Supplied entries:

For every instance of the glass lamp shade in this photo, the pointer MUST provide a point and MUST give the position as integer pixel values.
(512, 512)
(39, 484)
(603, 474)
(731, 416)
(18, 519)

* * *

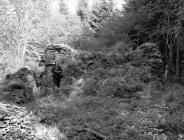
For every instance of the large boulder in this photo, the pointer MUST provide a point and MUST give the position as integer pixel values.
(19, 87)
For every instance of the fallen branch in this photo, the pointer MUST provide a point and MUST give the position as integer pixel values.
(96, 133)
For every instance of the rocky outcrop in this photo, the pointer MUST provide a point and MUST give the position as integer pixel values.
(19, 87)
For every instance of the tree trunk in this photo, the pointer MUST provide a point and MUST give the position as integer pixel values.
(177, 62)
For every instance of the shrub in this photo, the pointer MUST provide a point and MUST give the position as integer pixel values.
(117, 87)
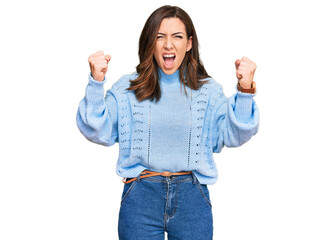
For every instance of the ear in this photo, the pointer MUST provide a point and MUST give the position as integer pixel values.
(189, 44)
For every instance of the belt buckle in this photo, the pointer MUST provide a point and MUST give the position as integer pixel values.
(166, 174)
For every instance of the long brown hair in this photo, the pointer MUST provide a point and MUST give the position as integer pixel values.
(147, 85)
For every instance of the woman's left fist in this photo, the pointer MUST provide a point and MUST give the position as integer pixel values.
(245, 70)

Aim of the task: Count the lines in the listing above that contain the word "large", treating uppercase and lowercase as different, and reply with the number alone.

Task response: 1